- **EXERCISE TASK**
Count the lines in the records that contain the string "post". Reply with that number alone.

Stored items

|---|

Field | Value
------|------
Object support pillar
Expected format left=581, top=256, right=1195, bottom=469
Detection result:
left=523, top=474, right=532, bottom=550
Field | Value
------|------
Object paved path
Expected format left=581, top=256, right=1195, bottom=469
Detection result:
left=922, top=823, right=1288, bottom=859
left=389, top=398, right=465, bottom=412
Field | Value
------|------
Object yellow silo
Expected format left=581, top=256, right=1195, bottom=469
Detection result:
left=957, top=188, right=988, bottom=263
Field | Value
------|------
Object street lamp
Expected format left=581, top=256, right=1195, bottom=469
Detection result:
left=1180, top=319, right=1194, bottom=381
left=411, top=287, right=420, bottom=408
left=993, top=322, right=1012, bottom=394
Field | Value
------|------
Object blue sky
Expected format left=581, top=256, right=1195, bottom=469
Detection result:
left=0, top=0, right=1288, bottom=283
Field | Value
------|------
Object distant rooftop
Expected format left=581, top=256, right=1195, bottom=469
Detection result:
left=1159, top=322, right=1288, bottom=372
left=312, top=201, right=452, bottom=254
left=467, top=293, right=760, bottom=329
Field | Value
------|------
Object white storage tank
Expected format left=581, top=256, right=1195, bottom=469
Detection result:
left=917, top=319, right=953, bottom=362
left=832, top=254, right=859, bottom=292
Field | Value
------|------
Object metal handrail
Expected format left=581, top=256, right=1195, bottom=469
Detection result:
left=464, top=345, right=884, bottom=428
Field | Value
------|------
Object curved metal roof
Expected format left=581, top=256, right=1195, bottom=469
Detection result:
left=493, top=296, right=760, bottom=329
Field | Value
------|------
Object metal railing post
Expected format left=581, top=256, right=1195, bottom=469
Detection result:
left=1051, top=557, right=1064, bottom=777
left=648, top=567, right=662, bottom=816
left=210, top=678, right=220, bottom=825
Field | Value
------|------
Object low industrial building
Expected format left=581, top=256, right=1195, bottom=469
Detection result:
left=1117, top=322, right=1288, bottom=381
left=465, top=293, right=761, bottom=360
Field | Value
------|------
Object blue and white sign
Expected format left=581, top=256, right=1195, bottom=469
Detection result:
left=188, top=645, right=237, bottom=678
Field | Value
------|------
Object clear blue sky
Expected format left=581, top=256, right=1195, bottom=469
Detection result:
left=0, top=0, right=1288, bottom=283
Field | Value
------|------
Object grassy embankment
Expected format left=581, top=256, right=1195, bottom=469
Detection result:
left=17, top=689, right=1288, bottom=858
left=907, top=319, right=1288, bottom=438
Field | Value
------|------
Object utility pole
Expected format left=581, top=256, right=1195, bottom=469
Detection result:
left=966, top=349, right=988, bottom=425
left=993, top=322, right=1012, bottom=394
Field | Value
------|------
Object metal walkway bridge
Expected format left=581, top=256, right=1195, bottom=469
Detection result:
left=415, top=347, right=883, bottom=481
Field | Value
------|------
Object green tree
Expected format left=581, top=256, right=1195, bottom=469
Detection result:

|---|

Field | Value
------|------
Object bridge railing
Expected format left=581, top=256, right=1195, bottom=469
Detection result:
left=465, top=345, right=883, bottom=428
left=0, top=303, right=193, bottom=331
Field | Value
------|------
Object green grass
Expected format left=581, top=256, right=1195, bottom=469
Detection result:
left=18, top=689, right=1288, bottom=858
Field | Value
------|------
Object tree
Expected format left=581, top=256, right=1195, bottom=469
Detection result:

|---|

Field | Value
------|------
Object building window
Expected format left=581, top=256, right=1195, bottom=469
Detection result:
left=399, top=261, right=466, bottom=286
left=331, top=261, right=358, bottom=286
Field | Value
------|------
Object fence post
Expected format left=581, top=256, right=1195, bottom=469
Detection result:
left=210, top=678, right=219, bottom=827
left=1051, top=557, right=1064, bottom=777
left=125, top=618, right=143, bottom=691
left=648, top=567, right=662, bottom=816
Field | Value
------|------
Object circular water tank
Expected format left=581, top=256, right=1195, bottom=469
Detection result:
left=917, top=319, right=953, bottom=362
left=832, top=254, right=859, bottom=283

|---|

- **FINAL RESULT**
2